→ **What this task involves**
Write out the whole listing word for word.

→ **Source material**

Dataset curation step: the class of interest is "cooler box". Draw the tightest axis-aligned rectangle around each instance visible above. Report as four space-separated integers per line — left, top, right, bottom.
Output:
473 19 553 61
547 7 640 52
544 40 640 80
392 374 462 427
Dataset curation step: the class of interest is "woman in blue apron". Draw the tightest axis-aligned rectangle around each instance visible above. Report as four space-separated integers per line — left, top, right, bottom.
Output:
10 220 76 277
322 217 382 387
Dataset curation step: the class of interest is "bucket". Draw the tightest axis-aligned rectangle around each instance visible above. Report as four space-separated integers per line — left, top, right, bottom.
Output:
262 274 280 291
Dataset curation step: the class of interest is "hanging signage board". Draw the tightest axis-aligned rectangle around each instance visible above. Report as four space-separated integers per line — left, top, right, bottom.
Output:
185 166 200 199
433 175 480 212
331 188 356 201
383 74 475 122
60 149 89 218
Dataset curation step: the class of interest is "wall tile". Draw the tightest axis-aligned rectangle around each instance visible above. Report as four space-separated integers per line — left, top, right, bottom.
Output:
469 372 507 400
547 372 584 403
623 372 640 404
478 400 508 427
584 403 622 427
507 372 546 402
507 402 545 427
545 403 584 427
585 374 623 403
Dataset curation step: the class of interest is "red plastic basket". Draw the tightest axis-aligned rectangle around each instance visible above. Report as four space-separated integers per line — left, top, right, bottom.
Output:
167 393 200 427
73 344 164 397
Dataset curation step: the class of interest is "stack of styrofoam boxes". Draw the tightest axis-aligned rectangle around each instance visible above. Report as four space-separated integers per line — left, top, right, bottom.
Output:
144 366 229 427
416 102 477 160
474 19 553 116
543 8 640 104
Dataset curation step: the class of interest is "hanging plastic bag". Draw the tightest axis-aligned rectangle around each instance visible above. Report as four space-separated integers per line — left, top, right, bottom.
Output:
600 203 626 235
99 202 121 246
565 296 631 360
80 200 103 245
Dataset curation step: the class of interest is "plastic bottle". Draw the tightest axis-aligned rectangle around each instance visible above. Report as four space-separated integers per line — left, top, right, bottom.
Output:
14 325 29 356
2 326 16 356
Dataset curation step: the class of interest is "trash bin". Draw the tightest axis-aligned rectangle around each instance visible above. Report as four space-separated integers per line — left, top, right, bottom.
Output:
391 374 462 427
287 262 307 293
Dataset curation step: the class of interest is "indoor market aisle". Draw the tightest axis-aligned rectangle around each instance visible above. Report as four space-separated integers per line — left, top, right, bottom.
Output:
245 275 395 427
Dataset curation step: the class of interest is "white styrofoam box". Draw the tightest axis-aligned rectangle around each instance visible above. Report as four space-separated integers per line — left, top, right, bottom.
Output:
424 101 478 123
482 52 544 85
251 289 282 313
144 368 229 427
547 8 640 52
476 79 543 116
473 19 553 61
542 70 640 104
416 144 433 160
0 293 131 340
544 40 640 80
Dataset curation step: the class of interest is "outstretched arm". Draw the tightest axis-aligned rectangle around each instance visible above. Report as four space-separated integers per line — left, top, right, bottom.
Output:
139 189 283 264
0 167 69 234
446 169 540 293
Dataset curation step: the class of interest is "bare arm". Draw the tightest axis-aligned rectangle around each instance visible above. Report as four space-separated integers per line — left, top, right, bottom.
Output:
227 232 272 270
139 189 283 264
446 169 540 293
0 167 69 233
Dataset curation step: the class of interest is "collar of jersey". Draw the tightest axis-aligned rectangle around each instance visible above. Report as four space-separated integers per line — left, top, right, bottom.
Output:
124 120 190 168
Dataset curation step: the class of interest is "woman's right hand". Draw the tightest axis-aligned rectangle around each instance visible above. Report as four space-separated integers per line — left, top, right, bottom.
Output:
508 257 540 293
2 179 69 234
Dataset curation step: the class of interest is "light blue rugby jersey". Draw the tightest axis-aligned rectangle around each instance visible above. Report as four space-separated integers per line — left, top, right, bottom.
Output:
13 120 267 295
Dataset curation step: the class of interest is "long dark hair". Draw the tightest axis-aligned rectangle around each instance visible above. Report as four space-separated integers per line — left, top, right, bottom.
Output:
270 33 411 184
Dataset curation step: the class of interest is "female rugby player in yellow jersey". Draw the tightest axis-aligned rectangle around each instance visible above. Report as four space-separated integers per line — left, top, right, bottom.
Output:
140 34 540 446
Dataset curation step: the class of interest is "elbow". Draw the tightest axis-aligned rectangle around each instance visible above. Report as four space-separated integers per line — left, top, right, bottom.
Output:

→ **Answer for this exercise**
Dataset curation step: the class of interest is "cooler box". Draw the tightest axis-aligned rectangle around each instance visible above. Report as four space-separated integers per line — left, top, right, bottom.
Output:
473 19 553 61
547 7 640 52
544 40 640 80
392 374 462 427
Dataset curation step: the class of interest is "woman in blue apron". Draw the tightest axis-aligned rectangle around each instance visible above. Report as four space-separated integers per line — left, top, right, bottom.
Output:
10 220 76 277
322 217 382 387
Dataset curation step: the class of interest is "bucket". Draw the tightest axis-aligned rectangle around each instance visible above. Report as four space-separated integers per line — left, top, right, bottom.
Output:
262 274 280 291
Dataset curation step: the class of interest is "hanging signage board". Draw the tightest axis-aligned rectangle around each instance visible above. Report as four space-separated integers per line — left, top, right, bottom.
Output:
185 166 200 199
433 175 480 212
331 188 356 201
383 74 475 122
60 149 89 218
Dataset curation step: the class of interest is "wall tile". Draw the tightest axis-aligned rectangle around each instance visible above. Report as four space-separated integers per line — left, top, right, bottom.
Output:
469 372 507 400
547 372 584 403
623 372 640 404
478 400 508 427
584 403 622 427
507 372 546 402
507 402 545 427
545 403 584 427
585 374 623 403
Dataset curation step: the class of interest is "red plastic basket". Draw the tightest axis-aligned rectangle around each instance visible above. Report as four space-separated integers per line — left, top, right, bottom.
Output:
167 393 200 427
73 344 164 397
Dataset curation step: the class of interest is "stack of styrofoam boxes". Draw the tightest axis-aligned rectangle around each instance visible above. Report as four space-separated integers per line — left, top, right, bottom.
Output:
144 366 229 427
416 102 477 160
474 19 553 116
543 8 640 104
Dataset curation step: the class of interest is "hanging plastic bag". Draw the tightest axis-aligned rectangle around each instance visible above. Report as four space-separated integers per line — left, top, right, bottom.
Output:
600 203 626 235
99 202 121 246
565 296 631 360
80 200 103 245
Dataset curation step: the class of interest is "plastic bottle". Draw the tightest axis-aligned rectangle around each instance visible above. Report as four space-separated integers per line — left, top, right, bottom.
Output:
14 325 29 356
2 326 16 356
Dataset curation step: the class of interest is "trash bin". Draw the tightest axis-aligned rectangle around each instance visible above. Report as four space-separated integers per line — left, top, right, bottom.
Output:
391 374 462 427
287 262 307 293
Dataset curation step: the class of interest is "indoor market aisle". Draw the tightest axis-aligned rectangle around each instance visible above. Report as four space-separated integers per line — left, top, right, bottom.
Output:
245 275 395 427
Dataset curation step: the class of interest is "white styrofoam box". Draw the tightest axis-aligned rectangle around each instance visible above. Report as four space-separated integers per line — left, top, right, bottom.
Output:
424 101 478 123
482 52 544 85
251 289 282 313
144 368 229 427
547 8 640 52
476 79 543 116
473 19 553 61
542 70 640 104
416 144 433 160
0 293 131 340
544 40 640 80
Dataset curation step: the class of interest is "outstretched arm". Draw the tightest axis-aligned rectangle around each instance visible above. Report as four space-separated integers per line — left, top, right, bottom.
Output:
139 189 283 264
0 167 69 234
446 169 540 293
Dataset curation step: the class of interest is "bare arm". Draw the tightest axis-aligned rectangle around each instance visible above. Report as four space-separated integers per line — left, top, right, bottom.
Output:
227 232 272 270
139 189 283 264
446 169 540 293
0 167 69 233
Dataset curation step: the class of interest is "collar of jersey". Draw the tightest axis-aligned rectangle around each instance visible above. Report as four space-separated integers per line — left, top, right, bottom.
Output:
124 120 190 168
Dataset curation step: the class of interest is "woman's right hand". Draw the tightest axis-aligned rectangle around each instance visible above. Report as four space-separated integers per line — left, top, right, bottom.
Output:
508 257 540 293
2 179 69 234
Dataset curation step: the class of interest is "light blue rugby jersey". Draw the tightest axis-aligned rectangle around each instance visible above. Report as four space-separated integers per line — left, top, right, bottom.
Output:
13 120 267 295
Dataset curation step: the class of interest is "long dark hair". Draw the tightest axis-aligned rectangle around each instance visible above. Report as four space-separated integers per line — left, top, right, bottom.
Output:
270 33 411 184
Dataset curation step: the class of interest is "female rugby player in yellow jersey". Draw the tightest axis-aligned rectangle around each instance visible above. Report as four space-separated integers per line — left, top, right, bottom.
Output:
140 34 540 446
Dataset curation step: the class of interest is "elbow". Draw the tightest axis-aligned rectangle around each instance visible above. Report as four space-separated integers per line — left, top, right, bottom.
Output:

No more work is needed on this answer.